# Task description
Change every occurrence of "coordinates" in the lines below to "positions", and leave all other wording unchanged.

# Information given
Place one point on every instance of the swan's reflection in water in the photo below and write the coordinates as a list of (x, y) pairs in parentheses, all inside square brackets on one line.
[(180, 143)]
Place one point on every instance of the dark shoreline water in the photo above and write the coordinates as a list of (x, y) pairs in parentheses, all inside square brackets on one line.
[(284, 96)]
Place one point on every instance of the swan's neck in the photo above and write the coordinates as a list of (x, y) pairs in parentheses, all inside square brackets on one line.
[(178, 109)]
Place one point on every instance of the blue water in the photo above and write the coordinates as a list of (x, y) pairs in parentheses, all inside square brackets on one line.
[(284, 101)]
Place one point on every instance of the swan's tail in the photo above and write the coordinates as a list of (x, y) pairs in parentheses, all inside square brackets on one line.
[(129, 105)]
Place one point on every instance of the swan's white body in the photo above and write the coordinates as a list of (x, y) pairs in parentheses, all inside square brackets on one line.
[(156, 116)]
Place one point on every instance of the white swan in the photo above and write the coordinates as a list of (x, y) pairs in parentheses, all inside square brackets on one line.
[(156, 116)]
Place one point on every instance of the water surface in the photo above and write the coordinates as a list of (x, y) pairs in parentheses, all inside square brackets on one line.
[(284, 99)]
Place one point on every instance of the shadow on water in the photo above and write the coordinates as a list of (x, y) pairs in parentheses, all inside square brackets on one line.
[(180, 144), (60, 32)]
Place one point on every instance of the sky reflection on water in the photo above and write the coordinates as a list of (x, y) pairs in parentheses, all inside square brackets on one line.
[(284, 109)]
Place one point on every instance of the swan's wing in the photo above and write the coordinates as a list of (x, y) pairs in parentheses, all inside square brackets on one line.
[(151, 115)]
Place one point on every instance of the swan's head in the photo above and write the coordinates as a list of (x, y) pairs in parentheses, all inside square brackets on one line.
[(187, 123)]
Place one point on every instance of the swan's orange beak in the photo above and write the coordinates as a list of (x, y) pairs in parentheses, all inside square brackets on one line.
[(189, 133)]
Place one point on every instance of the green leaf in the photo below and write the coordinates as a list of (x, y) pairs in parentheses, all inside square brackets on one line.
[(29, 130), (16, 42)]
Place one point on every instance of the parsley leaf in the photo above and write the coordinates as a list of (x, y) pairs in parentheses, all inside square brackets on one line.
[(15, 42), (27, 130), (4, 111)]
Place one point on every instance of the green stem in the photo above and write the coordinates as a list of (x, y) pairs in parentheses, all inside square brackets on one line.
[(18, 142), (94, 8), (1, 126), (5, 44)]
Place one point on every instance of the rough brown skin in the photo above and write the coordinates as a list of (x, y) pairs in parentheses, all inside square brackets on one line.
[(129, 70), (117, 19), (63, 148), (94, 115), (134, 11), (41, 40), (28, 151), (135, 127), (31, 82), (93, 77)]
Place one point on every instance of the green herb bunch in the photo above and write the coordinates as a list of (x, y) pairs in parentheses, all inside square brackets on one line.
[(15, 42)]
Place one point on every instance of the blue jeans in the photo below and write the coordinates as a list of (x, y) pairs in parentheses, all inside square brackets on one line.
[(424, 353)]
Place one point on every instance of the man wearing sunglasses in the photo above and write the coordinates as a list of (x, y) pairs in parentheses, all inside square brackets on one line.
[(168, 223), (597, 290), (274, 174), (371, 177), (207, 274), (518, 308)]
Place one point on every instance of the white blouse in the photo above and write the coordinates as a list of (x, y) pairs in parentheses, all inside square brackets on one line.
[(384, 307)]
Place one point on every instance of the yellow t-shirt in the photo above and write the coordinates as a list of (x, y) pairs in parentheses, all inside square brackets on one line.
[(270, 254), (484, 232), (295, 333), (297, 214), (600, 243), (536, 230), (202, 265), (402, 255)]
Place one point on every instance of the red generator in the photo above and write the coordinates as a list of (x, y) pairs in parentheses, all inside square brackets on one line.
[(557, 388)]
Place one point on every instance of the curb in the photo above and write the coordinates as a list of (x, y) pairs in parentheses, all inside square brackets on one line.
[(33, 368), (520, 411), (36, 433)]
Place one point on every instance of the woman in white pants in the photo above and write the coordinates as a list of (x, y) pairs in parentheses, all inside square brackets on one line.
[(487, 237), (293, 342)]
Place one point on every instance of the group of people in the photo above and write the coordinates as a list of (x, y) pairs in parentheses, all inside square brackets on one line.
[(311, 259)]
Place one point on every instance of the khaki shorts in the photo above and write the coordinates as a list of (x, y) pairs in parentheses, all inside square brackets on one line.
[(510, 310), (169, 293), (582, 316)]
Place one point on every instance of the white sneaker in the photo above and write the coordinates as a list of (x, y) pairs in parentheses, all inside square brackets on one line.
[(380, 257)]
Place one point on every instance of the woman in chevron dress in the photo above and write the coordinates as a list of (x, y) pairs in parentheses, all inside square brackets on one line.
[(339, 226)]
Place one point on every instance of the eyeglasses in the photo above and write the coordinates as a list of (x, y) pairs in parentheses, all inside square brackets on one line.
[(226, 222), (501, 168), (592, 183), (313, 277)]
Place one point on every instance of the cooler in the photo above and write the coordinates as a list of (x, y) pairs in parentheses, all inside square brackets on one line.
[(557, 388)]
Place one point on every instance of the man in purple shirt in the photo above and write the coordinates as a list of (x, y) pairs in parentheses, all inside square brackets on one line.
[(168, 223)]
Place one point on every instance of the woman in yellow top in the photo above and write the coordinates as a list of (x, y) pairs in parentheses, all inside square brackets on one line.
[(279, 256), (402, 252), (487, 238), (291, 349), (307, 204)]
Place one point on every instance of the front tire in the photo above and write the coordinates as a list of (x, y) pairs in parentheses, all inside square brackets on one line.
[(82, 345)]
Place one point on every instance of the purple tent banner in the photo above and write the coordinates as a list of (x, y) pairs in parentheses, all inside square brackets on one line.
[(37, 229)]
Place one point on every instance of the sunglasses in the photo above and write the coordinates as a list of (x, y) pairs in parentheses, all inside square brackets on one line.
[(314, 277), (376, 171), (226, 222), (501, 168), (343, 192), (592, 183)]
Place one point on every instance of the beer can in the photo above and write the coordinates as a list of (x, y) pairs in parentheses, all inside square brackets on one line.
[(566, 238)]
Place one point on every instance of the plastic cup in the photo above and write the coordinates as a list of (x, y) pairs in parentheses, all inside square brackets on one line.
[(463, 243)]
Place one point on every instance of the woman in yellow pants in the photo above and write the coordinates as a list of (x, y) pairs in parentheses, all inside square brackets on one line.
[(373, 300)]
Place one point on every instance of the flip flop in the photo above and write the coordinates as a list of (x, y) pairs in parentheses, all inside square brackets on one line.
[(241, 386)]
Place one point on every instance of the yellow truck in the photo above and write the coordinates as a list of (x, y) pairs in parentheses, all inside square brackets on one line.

# The reply
Place one point on every instance of the swan's reflection in water in the photo below and write the positions as a list of (x, y) pairs in parentheses, all inside square brackets on one line.
[(180, 143)]
Place one point on every instance of the dark shoreline water in the photo above and write the positions as a list of (x, y) pairs in parentheses, all inside square brackets on one line.
[(284, 96)]
Place one point on every instance of the swan's neck in the photo above and write the positions as a list of (x, y) pairs in parentheses, all inside square brackets on one line.
[(178, 109)]
Place one point on every instance of the blue water in the photo above and write the positions as a list of (x, y) pairs in parentheses, all inside square brackets on one line.
[(284, 101)]
Place one point on every instance of the swan's tail in the photo above and write the positions as a list of (x, y) pairs in parentheses, all inside square brackets on one line.
[(129, 105)]
Place one point on every instance of the swan's white body in the photo above and write the positions as a list of (x, y) pairs in parentheses, all inside square brackets on one line.
[(156, 116)]
Place one point on every instance of the white swan in the photo above and write the positions as a list of (x, y) pairs in parentheses, all inside square brackets on one line.
[(156, 116)]
Place one point on every instance of the water surface in the photo above and write the positions as a list of (x, y) pairs in parentheses, all inside square brackets on one line.
[(284, 99)]
Place one point on every instance of the shadow on water in the photo above and write the positions as a list of (x, y) pairs in parentheses, all inside square brackets on one line.
[(180, 144), (60, 32)]
Place one point on every instance of the sky reflection on water in the photo above and write the positions as a list of (x, y) pairs in parentheses, all inside square brackets on one line.
[(284, 109)]
Place one point on every instance of the swan's wing in the photo above and write the positions as a list of (x, y) pairs in parentheses, all inside square brackets on one line.
[(151, 115)]
Place one point on every instance of the swan's head in the photo above and write the positions as a list of (x, y) pairs in parentheses, all inside square brackets on one line.
[(187, 123)]
Place one point on every instance of the swan's orange beak in the photo above and write the positions as a list of (x, y) pairs in parentheses, all inside square brackets on one line.
[(189, 133)]
Place one point on every instance of the green leaf in the photo below and write the positions as a list of (x, y) pairs in parentheses, all inside square brackets on one line.
[(29, 130), (16, 42)]
Place one point on every instance of the parsley leaf in the photo above and write the positions as a list of (x, y) pairs in parentheses, all inside square brackets on one line.
[(15, 42), (27, 130), (4, 111)]
Place one point on every instance of the green stem in the photo above and write the positions as a list of (x, y) pairs in parentheses, all inside square brackets on one line.
[(18, 142), (94, 8), (1, 126), (5, 44)]
Place one point on every instance of the rough brown skin in the photo above and write the positions as a list of (x, y) pairs in parentheses, all inside square brackets on one line.
[(129, 70), (117, 19), (63, 148), (94, 115), (134, 11), (41, 40), (28, 151), (135, 127), (31, 82), (93, 77)]
Place one point on every instance of the green herb bunch in the photo above and write the positions as a list of (x, y) pairs in parentheses, all inside square brackets on one line.
[(15, 42)]
Place one point on every instance of the blue jeans in the photo below and write the positions as a list of (x, y) pairs in parentheses, all inside square brackets on one line.
[(424, 353)]
Place one point on every instance of the man wearing sunglasses in the photo above and write the positions as a list of (x, y) pairs in parentheses, all inside square brackets on one line.
[(168, 223), (597, 290), (274, 174), (371, 177), (207, 274), (518, 308)]
Place one point on every instance of the white blouse in the photo above and write the positions as a list of (x, y) pairs in parentheses, all inside square brackets on one line.
[(384, 307)]
Place one point on every instance of the yellow t-shirt in the photo above and write the positions as a list of (x, y) pairs in parentheses, all inside square brackets on one line.
[(270, 254), (484, 232), (295, 333), (297, 214), (600, 243), (536, 230), (202, 265), (402, 255)]
Place one point on every instance of the red generator in the photo above and write the positions as a list of (x, y) pairs in parentheses, all inside square brackets on one line.
[(557, 388)]
Place one point on every instance of the curb in the photo above and write the positions as a list of (x, y) pairs in parentheses, all inside square brackets on one line.
[(33, 368), (520, 411), (36, 433)]
Place one point on every instance of the woman in white pants in the photo above and write the positions as a list of (x, y) pairs in parentheses, all inside square brackets on one line.
[(487, 237), (293, 342)]
Place one point on every instance of the group of people in the photo above and write the positions as a list of (x, y) pairs in parentheses, all inside square brackets on one line.
[(311, 259)]
Place one point on every instance of the khaki shorts in the photo above and write the positions as a list of (x, y) pairs in parentheses, all inside square brackets on one line.
[(510, 310), (169, 293), (582, 316)]
Place one point on every instance of the white sneaker in the photo above and write the positions as a list of (x, y) pairs in parentheses, all inside square brackets on one line.
[(380, 257)]
Place one point on every instance of the woman in chevron dress in the photo above and write the positions as a list of (x, y) pairs in parentheses, all inside square brackets on one line.
[(339, 226)]
Place one point on every instance of the eyeglasses in the photo above and write the positions as a list of (x, y) pairs in parentheses, all inside square brackets on one line.
[(226, 222), (501, 168), (592, 183), (313, 277)]
Place one point on every instance of the cooler in the photo above and write the positions as a list of (x, y) pairs in parentheses, all inside square brackets on one line.
[(557, 388)]
Place one point on every instance of the man in purple shirt in the photo above and write the positions as a list of (x, y) pairs in parentheses, all inside square brackets on one line.
[(168, 223)]
Place one point on every instance of the woman in yellow top in the photo above and write the positions as a list of (x, y) pairs in parentheses, all inside square brackets on one line.
[(279, 256), (402, 252), (487, 238), (291, 349), (307, 204)]
Place one point on every instance of the front tire in the photo above and write the positions as a list of (x, y) pairs in parentheses, all inside square brackets on one line.
[(82, 345)]
Place one point on every instance of the purple tent banner in the photo above and write the positions as a list of (x, y) pairs in parentheses, all inside square brackets on one line.
[(37, 229)]
Place one point on every instance of the sunglasses in the photo above and write the positions as a list of (x, y) pairs in parentheses, all inside square brackets on one line.
[(314, 277), (376, 171), (226, 222), (501, 168), (343, 192), (592, 183)]
Place one point on every instance of the beer can in the photo above and write the positions as a list of (x, y) pairs in parentheses, all inside square brackets on one line.
[(566, 238)]
Place one point on every instance of the plastic cup in the photo above and write the positions as a list of (x, y) pairs in parentheses, all inside square brackets on one line.
[(463, 243)]
Place one point on every instance of the woman in yellow pants in the photo above and write the positions as a list of (x, y) pairs in parentheses, all inside square brackets on one line.
[(373, 300)]
Place one point on every instance of the flip flop in the photo above and write the positions as a list of (x, y) pairs in parentheses, all inside square brackets on one line.
[(241, 386)]
Place one point on every instance of the yellow truck in the photo above and write the positions as a list of (x, y) pairs in parentheses, all inside square brackets on one line.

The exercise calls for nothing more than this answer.